## START Extract provided

Irina Lindqvist, born in Kharkiv, graduate of the Estonian Academy of Arts, Tallinn, has lived in Stockholm for a number of years. She majors in decorative art, using mostly metal. She emigrated to Sweden in the late 1990s, but has kept in touch with Ukraine and her Project Kultura in Motion, launched in 2010, is graphic proof. It includes education programs involving schoolchildren in Ukraine and Eastern Africa, museums, research centers, to mention but a few. KIM’s latest project took place in Ukraine when they staged workshop seminar entitled “Culture as Method for Change” at the Mykola Yaroshenko Art Museum in Poltava.
Below, KIM leader Irina Lindqvist shares her ideas concerning the diversity of identities and her quest for her own.
TEAM
Project Kultura in Motion was founded by me and Joran from Sweden, then we were joined by Eva (she’d lived in France, later in London) and our Ukrainian friends. Our logo belongs to Irina Nikitina, a designer and artist in Kyiv. We formally registered our organization in 2013, but our first Project Men’s Health was launched in Kyiv, back in 2010. It was a photo exhibit featuring men using trainers at Hidropark. Our organization unites people varying in terms of education, ranging from management to art to languages. We have six to nine individuals who regularly contribute their themes. The total number of active members varies and we find independent experts who pass judgment on a given topic.

## END Extract provided
## START Given information

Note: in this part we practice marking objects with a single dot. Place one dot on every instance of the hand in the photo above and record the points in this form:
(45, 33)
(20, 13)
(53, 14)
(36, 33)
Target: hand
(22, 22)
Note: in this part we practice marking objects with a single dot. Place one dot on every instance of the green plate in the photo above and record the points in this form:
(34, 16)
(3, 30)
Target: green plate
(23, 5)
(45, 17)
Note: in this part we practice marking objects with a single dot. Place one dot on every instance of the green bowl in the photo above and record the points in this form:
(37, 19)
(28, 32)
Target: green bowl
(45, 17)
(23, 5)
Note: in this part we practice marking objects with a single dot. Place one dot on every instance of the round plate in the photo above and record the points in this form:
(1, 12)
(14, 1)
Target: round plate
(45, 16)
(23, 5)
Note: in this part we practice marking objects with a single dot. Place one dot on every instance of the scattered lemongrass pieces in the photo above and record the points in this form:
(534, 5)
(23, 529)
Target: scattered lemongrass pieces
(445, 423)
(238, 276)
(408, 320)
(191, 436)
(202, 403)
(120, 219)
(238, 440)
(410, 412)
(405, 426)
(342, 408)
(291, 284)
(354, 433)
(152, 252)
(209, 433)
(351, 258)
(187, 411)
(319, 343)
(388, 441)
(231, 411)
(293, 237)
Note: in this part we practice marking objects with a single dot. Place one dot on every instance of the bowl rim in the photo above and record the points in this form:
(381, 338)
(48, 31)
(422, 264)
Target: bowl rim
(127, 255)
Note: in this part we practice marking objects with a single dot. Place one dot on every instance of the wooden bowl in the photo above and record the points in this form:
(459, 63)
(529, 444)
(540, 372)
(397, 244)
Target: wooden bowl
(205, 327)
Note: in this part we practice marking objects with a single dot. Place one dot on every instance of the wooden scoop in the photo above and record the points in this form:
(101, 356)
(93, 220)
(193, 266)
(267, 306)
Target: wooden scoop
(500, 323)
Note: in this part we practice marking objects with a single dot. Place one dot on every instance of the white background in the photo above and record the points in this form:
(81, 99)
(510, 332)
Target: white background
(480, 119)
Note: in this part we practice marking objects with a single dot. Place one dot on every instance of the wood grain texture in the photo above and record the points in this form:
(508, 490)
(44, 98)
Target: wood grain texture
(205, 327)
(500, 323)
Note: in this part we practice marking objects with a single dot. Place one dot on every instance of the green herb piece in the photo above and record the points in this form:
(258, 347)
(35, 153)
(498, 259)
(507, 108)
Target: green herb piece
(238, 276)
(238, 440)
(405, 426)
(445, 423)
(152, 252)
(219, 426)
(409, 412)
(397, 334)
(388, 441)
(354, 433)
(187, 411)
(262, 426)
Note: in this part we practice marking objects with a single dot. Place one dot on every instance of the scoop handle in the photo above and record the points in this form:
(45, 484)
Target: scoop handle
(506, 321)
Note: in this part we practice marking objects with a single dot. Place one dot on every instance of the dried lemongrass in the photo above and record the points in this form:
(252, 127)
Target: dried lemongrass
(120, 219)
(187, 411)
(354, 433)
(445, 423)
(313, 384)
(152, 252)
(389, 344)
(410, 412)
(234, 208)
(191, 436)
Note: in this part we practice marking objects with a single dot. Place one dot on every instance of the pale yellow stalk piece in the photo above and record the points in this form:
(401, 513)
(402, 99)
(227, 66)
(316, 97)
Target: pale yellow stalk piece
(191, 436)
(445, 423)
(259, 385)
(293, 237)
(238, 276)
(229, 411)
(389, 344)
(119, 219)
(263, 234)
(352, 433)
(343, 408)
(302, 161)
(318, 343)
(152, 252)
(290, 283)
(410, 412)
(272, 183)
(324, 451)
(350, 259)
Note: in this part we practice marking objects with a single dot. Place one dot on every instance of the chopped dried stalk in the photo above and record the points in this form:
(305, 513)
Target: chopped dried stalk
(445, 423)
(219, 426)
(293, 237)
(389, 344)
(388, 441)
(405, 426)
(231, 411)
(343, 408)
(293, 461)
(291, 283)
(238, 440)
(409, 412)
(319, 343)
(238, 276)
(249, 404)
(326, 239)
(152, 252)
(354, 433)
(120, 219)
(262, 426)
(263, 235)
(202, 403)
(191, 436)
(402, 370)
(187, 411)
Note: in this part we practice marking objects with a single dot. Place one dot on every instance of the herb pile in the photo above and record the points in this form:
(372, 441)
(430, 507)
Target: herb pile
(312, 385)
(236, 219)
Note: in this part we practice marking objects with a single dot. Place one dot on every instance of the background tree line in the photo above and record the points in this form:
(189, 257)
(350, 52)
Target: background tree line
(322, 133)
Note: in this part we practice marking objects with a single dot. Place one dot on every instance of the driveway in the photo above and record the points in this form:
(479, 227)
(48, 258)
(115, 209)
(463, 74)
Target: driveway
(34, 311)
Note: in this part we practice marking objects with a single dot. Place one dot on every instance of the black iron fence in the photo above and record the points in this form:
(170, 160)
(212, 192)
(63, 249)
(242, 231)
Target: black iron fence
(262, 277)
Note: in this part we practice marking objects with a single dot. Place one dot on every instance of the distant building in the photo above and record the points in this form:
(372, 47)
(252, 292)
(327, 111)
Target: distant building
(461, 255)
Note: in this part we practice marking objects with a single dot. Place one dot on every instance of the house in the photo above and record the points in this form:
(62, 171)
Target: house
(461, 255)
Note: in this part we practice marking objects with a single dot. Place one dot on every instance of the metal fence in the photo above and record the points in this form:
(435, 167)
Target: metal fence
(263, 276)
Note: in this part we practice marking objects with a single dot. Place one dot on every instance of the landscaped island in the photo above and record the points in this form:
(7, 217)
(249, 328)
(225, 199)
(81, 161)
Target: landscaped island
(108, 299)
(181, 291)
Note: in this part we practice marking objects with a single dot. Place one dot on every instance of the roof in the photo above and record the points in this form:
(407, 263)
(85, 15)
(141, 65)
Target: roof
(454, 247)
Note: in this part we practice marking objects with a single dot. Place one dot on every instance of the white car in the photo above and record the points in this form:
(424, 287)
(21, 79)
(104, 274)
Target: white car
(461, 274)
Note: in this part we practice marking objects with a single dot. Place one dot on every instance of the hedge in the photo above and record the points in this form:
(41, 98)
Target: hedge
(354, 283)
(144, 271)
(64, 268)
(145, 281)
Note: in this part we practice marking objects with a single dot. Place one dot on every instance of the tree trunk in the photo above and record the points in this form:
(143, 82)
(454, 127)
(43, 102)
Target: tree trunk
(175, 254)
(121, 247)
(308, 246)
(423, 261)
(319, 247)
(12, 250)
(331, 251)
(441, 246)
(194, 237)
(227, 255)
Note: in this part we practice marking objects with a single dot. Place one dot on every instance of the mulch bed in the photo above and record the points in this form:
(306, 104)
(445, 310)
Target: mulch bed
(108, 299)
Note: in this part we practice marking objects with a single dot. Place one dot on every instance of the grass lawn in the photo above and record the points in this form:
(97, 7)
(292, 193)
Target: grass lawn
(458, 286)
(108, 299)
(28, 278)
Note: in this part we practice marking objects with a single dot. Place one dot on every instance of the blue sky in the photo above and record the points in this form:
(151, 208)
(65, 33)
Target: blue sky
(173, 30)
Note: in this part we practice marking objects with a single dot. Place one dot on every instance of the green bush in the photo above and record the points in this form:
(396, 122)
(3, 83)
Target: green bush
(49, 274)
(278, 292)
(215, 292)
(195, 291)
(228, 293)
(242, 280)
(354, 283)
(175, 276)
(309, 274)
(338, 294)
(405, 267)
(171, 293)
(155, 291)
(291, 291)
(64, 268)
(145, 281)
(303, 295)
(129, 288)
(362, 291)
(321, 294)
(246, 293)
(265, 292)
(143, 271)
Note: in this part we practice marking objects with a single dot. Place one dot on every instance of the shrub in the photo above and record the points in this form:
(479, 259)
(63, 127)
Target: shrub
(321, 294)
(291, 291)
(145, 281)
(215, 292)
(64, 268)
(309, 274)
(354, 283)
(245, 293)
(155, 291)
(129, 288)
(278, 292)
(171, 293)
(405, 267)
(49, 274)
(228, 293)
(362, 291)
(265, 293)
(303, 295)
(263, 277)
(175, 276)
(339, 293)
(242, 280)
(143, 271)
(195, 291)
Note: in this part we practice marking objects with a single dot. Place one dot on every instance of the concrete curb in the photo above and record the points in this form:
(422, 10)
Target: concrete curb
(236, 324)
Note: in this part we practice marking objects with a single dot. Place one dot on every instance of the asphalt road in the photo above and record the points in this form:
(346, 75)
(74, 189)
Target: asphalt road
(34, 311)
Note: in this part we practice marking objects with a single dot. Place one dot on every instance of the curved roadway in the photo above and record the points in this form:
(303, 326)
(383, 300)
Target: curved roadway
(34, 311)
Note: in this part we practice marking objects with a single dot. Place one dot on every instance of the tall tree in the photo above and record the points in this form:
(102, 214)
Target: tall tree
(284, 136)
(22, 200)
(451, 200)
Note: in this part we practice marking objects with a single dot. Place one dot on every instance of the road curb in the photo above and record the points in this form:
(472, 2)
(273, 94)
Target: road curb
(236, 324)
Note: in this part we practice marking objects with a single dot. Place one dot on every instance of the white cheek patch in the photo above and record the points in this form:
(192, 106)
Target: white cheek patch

## END Given information

• _Aim_:
Carry on the profile of Irina Lindqvist from its last sentence. The material stands apart from the profile of Irina Lindqvist.

• _Exercise result_:
TOPICS
Some of the topics we broach are pressing, depending on the situation in a given society or politics, like in Ukraine and Sweden. We’re preparing a workshop seminar that will reflect the geopolitical situation. We’ll hear Ukrainian and Swedish ranking army officers. Our other projects have to do with culture, politics, and education. There’s something that unites them all: our quest for creativity. We’re looking for what we can contribute to other communities, and we keep learning, considering that each time it’s a different country or continent.
ACTIVITIES ACROSS UKRAINE
Project Creative Leadership for Youth was underway in Ukraine from 2011 until 2017. We made it in collaboration with the Swedish Sports Confederation. They received the project and we helped get it organized. There were workshop seminars with lecturers from Sweden and we looked for lecturers in Ukraine. We started in Luhansk and in six years we’d visited Kharkiv, Donetsk, Odesa, Lviv, Kyiv and suburbs, including Velyka Katerynivka. We tried to spread out, visiting small local schools, and I can’t remember how many we brought back to life. We invited local students to Sweden, there were joint youth projects with Stockholm that took place in Gotland.
LGBT WARY
With our Project Creative Leadership... we visited the schools we knew would welcome new practices. There were cases when we were told, “No, thanks, we’re not interested.” Several schools, including those in Kharkiv and Kyiv, told us they would allow entry if they knew in advance every word we’d say; if we said something wrong about the LGBT or family values, we’d be very sorry afterward. In those cases we simply couldn’t come to terms. Lviv was a pleasant exception from the rule. We were made welcome and they were willing to cooperate because they had cooperated with European organizations.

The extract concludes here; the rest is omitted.